Could you output, exactly and with nothing else, every line from the one that contains "Target: boy's blue sleeve" through the last line of the listing below?

####

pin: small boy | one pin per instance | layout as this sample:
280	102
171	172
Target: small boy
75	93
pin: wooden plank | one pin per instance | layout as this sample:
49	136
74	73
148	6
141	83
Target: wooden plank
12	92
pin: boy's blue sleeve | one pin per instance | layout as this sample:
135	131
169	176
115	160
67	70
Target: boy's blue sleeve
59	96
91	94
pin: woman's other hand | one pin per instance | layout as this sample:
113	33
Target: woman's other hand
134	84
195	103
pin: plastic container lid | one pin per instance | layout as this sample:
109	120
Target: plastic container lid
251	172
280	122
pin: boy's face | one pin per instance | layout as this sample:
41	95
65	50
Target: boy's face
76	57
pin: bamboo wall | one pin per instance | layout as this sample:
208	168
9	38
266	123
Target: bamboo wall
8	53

####

> [OUTPUT FOR THIS TASK]
Target: boy's blue sleeve
59	96
91	94
pin: woman's other hand | one pin per instance | layout as this sample:
113	33
Target: woman's other hand
134	84
195	103
pin: plastic container lid | one pin per instance | layout as this sample:
109	120
Target: plastic container lid
251	172
280	122
pin: boy's face | one pin per instance | layout as this sample:
41	95
65	50
Target: boy's face
76	57
pin: bamboo wall | one pin per instance | layout as this sample:
208	168
9	38
266	123
Target: bamboo wall
8	53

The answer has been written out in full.